(Excerpts from a dataset)
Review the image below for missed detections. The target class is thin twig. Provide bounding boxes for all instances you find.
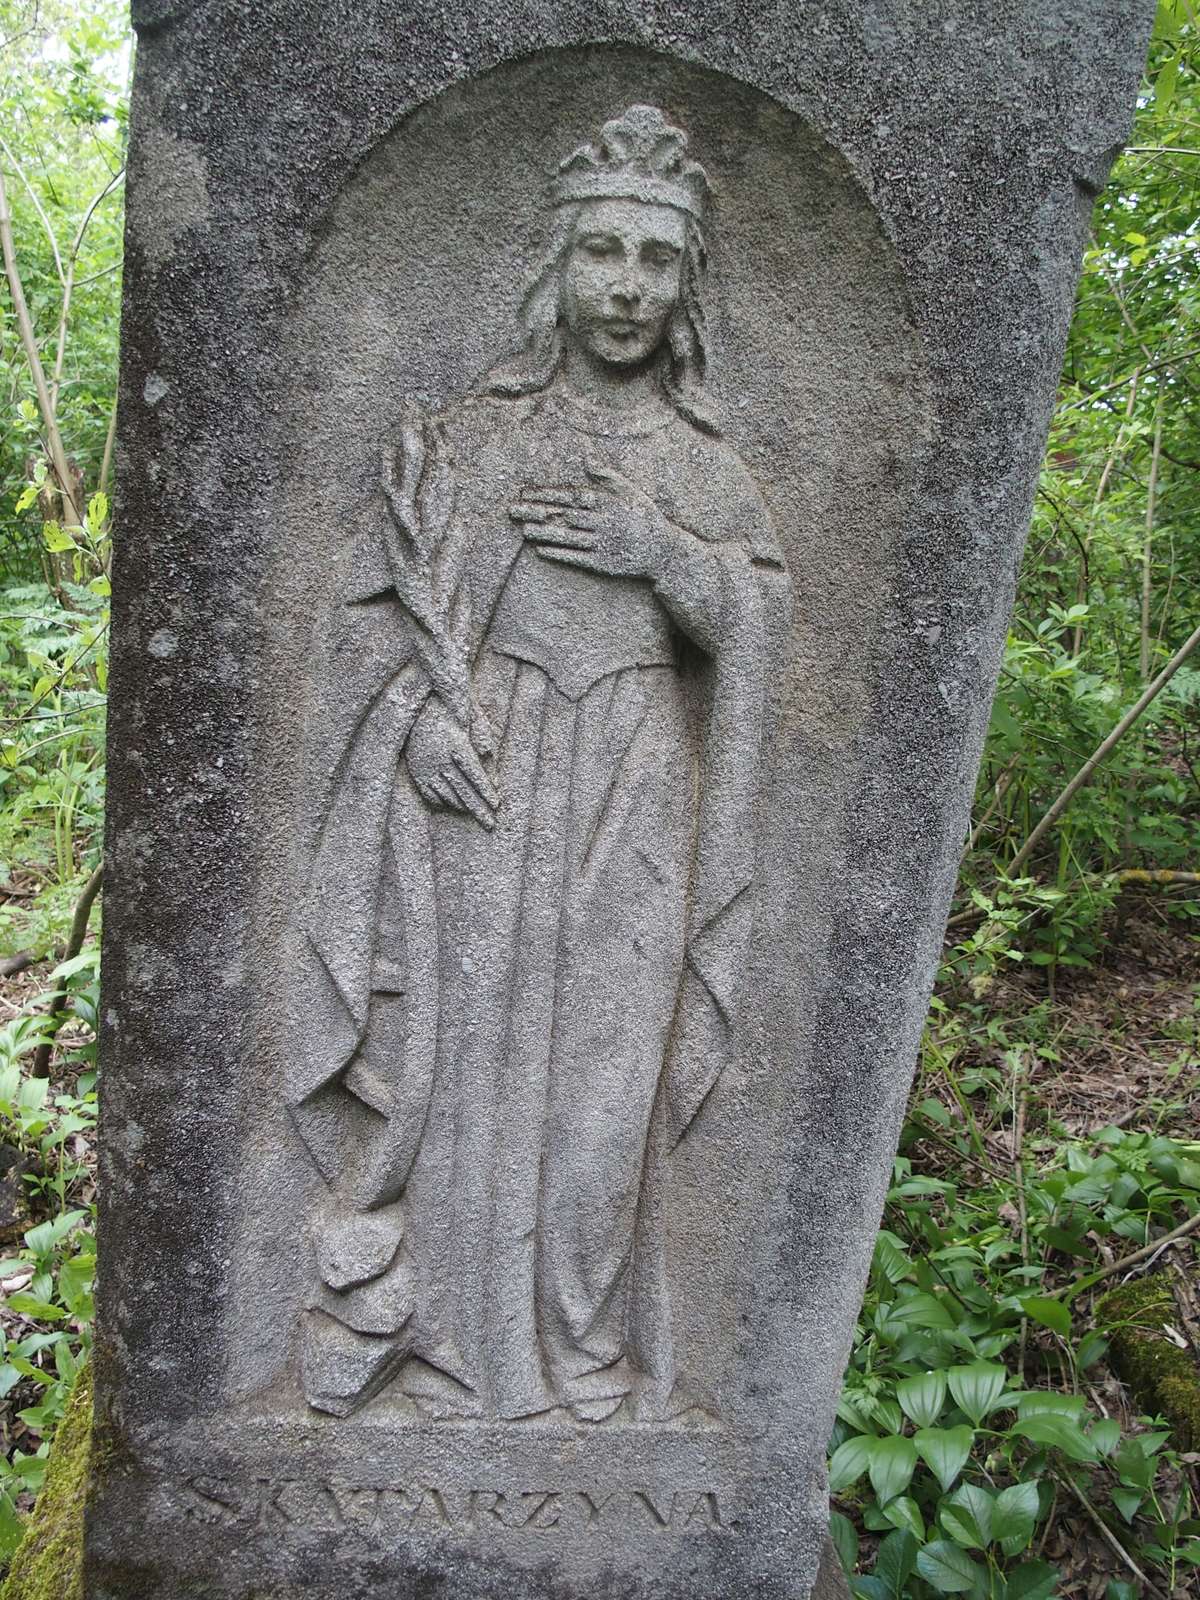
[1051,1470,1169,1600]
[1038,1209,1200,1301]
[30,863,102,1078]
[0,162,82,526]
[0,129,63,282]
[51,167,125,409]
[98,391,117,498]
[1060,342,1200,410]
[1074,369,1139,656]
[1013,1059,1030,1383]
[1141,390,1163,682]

Task prompt: What you produce should repeat the data word for word while omitting all images.

Answer below:
Review the image below for missed detections. The target class is thin twig. Provide bounding boxes for all instances you find.
[1051,1470,1169,1600]
[1038,1209,1200,1301]
[30,863,102,1078]
[0,162,82,526]
[0,129,63,282]
[51,167,125,409]
[98,391,117,498]
[1060,342,1200,410]
[1074,369,1139,656]
[1013,1059,1030,1383]
[1141,390,1163,682]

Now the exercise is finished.